## BEGIN DATA FOR THE TASK
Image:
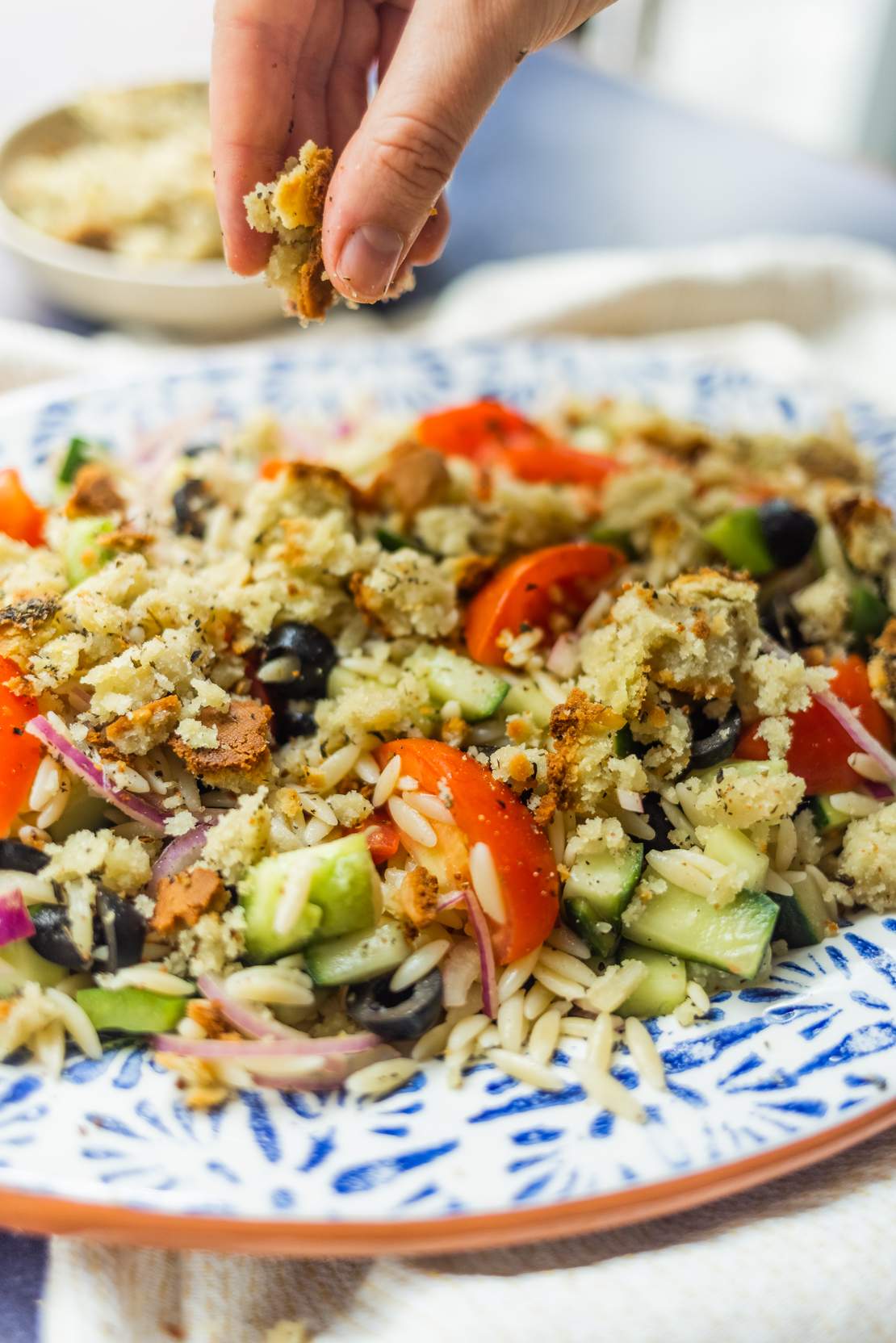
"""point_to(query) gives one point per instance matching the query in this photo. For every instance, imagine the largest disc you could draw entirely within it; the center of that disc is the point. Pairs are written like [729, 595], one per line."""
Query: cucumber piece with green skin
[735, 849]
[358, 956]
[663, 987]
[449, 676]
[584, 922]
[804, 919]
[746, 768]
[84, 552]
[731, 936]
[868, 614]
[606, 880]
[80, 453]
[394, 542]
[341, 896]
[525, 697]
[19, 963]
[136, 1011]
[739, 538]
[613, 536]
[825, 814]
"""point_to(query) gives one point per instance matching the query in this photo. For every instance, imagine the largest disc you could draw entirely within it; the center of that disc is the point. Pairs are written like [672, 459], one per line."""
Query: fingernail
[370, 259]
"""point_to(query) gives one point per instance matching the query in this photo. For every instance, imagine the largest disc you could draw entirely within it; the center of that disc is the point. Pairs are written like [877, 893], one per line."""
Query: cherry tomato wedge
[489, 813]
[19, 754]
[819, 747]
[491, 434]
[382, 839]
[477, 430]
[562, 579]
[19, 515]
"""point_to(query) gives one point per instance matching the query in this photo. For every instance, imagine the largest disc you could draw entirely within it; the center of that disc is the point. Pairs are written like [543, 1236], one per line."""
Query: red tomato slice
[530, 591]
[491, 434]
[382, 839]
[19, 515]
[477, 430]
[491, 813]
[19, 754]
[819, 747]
## END DATA FOR THE TASK
Rewrite all the items above as a JSON list of strings, one string per line, skipping blank lines. Leave the pictures out.

*TASK OUTPUT*.
[
  "Image:",
  "\"\"\"point_to(query) gives one point per instance matching the query in this photo. For every instance, imagine the largest disc you could draw entirely within it; the center of that disc is the point. Pairs are written like [729, 595], one per line.\"\"\"",
  "Query: cucumber piece with green skin",
  "[735, 849]",
  "[358, 956]",
  "[663, 987]",
  "[449, 676]",
  "[584, 922]",
  "[804, 919]",
  "[746, 768]",
  "[84, 552]",
  "[731, 936]",
  "[868, 614]",
  "[606, 880]",
  "[80, 453]",
  "[394, 542]",
  "[341, 896]",
  "[525, 697]",
  "[19, 963]",
  "[136, 1011]",
  "[739, 538]",
  "[613, 536]",
  "[825, 814]",
  "\"\"\"point_to(query) gives one point per instance matching the query in this photo. For every instance, imagine the largest disc you could draw entirely within it; the center of that disc is the point. Pairs are written like [672, 459], one per line.\"\"\"",
  "Query: fingernail",
  "[370, 259]",
  "\"\"\"point_to(query) gives one point per instance matching the query in this photo. For every instance, imagine the largest disc you could draw entirely within it; the center of that disc is the point. Pairs are written like [877, 893], one per line.\"\"\"",
  "Query: cherry tomato wedge",
  "[489, 813]",
  "[19, 754]",
  "[819, 747]",
  "[491, 434]",
  "[382, 839]",
  "[477, 430]",
  "[562, 579]",
  "[19, 515]",
  "\"\"\"point_to(query) gives one point per instance matching the query in this photo. For every instance, imagine the largest disc you could draw entirely within it; the center of that disc is the point. Pairs are written like [543, 1236], one per line.\"\"\"",
  "Query: red tomato slice",
  "[530, 591]",
  "[491, 434]",
  "[382, 839]",
  "[19, 515]",
  "[477, 430]",
  "[491, 813]",
  "[19, 754]",
  "[819, 747]"
]